(Region pointing data)
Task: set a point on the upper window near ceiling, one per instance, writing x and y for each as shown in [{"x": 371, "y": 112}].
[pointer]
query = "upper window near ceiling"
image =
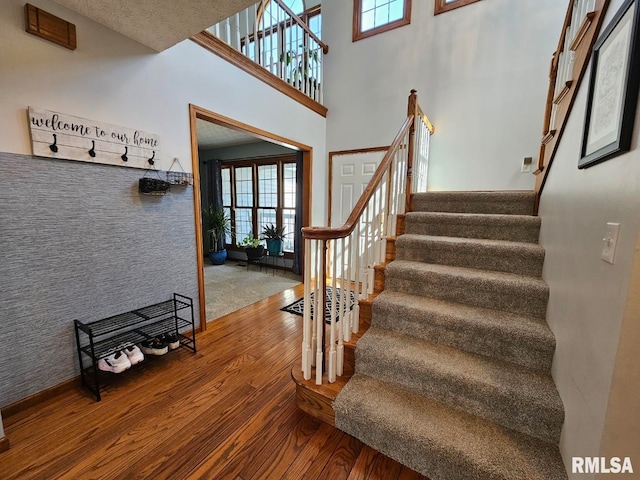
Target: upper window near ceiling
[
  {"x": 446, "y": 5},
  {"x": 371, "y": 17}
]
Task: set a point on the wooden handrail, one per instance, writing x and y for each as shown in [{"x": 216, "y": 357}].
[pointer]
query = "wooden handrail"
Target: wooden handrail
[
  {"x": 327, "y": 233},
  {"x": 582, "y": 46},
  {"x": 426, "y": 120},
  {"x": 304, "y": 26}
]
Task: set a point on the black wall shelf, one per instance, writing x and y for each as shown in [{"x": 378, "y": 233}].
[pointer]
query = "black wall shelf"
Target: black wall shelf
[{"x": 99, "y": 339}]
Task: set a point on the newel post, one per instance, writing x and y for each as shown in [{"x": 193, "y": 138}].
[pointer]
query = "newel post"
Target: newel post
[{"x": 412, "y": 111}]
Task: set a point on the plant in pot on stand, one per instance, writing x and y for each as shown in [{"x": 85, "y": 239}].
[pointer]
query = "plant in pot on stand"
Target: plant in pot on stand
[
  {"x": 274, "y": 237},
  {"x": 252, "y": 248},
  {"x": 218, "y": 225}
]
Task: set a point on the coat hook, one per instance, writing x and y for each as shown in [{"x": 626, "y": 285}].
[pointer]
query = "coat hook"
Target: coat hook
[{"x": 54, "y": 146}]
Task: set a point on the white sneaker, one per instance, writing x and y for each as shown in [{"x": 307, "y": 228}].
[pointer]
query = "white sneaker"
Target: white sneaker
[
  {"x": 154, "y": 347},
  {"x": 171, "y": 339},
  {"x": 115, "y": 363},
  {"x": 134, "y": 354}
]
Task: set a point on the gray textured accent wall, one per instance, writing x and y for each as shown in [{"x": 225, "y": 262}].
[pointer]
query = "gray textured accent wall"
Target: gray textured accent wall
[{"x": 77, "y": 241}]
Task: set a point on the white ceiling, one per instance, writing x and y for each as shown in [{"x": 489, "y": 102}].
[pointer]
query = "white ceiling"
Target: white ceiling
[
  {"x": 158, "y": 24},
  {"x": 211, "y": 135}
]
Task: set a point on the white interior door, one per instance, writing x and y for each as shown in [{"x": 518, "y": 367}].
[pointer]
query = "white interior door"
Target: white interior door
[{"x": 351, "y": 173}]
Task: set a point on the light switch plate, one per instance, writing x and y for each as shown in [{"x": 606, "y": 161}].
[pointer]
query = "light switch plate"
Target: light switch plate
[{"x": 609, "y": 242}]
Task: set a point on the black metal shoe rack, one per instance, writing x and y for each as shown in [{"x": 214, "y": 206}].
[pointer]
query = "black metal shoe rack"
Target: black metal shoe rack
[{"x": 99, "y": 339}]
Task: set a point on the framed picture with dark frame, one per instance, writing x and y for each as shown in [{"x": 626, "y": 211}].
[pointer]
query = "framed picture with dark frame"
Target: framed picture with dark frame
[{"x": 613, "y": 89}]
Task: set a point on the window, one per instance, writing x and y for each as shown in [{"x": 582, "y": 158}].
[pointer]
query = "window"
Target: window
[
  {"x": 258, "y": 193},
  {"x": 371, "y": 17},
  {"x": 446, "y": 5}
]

...

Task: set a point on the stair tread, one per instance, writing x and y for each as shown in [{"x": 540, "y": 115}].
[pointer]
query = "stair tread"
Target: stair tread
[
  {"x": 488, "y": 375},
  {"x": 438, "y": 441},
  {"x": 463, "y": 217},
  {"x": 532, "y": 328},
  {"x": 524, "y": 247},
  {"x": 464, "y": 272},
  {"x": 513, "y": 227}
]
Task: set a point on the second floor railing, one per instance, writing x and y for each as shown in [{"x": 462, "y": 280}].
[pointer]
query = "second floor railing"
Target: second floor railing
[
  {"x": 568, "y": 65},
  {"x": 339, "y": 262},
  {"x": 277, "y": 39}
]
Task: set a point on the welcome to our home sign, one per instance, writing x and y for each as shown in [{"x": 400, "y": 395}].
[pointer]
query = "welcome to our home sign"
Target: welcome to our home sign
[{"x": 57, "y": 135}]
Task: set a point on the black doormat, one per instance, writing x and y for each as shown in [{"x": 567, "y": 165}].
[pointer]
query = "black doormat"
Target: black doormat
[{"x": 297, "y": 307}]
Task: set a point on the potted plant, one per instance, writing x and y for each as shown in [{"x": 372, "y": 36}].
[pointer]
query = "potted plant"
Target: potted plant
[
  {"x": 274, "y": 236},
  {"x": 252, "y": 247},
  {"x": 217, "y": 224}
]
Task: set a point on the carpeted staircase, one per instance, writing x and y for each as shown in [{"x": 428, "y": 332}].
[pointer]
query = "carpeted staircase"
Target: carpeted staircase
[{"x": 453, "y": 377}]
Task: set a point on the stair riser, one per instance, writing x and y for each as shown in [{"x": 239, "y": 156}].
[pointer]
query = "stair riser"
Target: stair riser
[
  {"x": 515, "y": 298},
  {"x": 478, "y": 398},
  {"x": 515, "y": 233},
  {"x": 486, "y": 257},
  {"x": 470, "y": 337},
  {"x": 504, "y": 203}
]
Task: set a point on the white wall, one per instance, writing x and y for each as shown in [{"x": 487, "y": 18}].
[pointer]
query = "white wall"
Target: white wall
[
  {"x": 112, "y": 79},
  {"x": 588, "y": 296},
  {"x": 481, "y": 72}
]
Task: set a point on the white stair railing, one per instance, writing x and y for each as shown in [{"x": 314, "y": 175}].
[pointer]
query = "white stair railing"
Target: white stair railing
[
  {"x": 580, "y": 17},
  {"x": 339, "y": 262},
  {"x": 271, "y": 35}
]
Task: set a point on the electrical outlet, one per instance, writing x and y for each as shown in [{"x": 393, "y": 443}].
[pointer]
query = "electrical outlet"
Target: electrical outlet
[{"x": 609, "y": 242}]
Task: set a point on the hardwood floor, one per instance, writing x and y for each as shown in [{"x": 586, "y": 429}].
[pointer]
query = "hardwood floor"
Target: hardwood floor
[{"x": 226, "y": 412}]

* * *

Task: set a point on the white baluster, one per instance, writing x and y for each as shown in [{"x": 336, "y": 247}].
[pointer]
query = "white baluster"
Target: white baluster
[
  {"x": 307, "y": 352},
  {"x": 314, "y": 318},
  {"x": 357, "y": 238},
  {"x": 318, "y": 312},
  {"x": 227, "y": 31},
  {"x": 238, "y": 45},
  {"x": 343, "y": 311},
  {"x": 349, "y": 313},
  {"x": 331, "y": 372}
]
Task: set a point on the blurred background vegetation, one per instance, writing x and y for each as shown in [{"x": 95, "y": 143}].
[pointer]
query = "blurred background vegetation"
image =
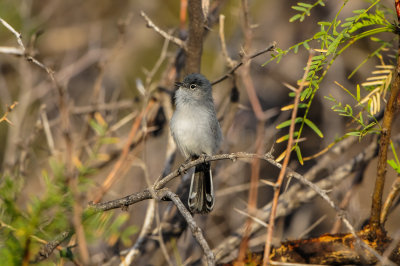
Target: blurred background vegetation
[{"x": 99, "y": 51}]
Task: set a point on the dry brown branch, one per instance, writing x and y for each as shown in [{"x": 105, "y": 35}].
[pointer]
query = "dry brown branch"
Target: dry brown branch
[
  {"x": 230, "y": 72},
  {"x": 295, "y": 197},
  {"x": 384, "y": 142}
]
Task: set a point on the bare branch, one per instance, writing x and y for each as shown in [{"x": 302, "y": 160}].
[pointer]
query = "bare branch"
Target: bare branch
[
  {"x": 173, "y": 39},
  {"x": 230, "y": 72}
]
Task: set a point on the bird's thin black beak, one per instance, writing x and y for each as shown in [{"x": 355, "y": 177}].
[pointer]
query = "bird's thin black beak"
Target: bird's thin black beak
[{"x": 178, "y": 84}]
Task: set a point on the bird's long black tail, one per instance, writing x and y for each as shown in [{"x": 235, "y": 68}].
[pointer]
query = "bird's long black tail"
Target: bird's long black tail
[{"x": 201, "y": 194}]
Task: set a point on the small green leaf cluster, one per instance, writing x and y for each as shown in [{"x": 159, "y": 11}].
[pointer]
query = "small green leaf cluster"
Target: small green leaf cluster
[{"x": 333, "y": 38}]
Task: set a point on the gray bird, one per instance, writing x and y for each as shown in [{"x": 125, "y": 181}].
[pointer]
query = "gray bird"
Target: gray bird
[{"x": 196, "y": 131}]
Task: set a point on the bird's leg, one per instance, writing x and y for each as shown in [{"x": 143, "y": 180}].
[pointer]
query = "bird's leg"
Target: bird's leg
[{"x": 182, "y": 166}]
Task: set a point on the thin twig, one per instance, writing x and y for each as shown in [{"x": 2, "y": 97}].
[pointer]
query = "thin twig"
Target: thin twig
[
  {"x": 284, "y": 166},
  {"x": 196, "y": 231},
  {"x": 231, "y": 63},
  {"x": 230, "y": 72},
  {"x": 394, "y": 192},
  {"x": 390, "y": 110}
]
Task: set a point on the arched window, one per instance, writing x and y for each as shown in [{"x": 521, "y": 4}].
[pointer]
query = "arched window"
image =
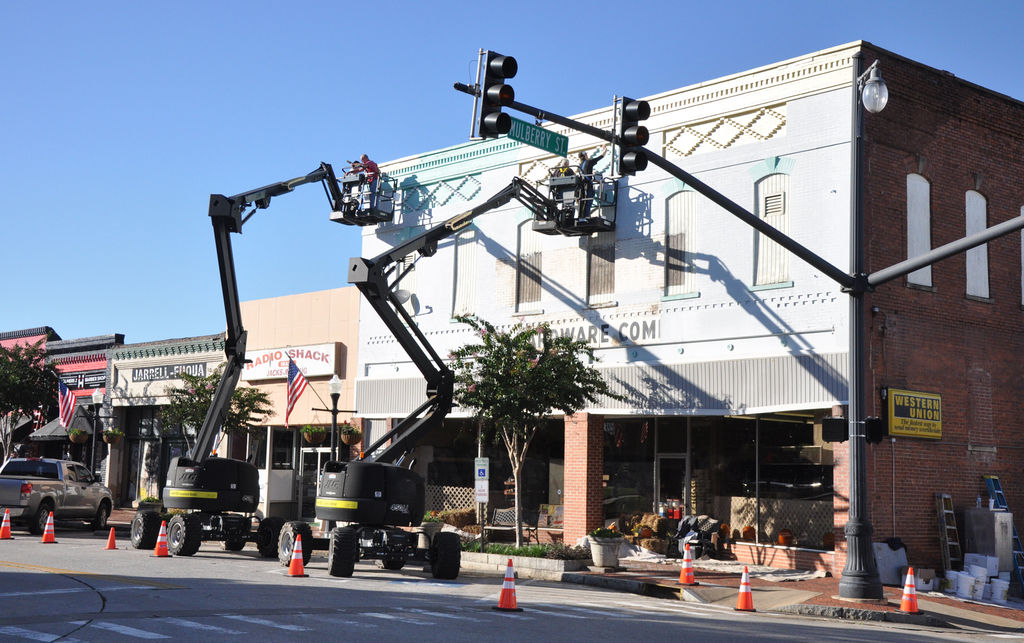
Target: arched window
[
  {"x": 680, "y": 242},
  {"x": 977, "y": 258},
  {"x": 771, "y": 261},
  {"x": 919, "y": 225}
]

# WHAT TO PRODUCE
The entries above hold a line with "Task: set a point on the gray textured" and a later line with "Task: set a point on the black metal". Write out exactly those lines and all lines between, nothing more.

# TASK RESULT
Task: set a point on the gray textured accent wall, one per instance, writing x and y for each as shown in [{"x": 225, "y": 262}].
[pointer]
query = "gray textured accent wall"
Target: gray textured accent wall
[{"x": 77, "y": 241}]
Task: set a point on the white ceiling, one per instance, writing x and y for each as shown in [{"x": 489, "y": 102}].
[pointer]
query = "white ceiling"
Target: white ceiling
[
  {"x": 158, "y": 24},
  {"x": 211, "y": 135}
]
Task: set a point on the white interior door, one per instance, writing x and y for each as shown in [{"x": 518, "y": 367}].
[pointer]
query = "white interior door"
Target: white interior door
[{"x": 351, "y": 173}]
Task: set a point on the light switch plate, one per instance, writing x and y for each as shown in [{"x": 606, "y": 161}].
[pointer]
query = "light switch plate"
Target: light switch plate
[{"x": 609, "y": 242}]
Task: set a point on the black metal shoe rack, one per instance, writing x and y for each as shown in [{"x": 214, "y": 206}].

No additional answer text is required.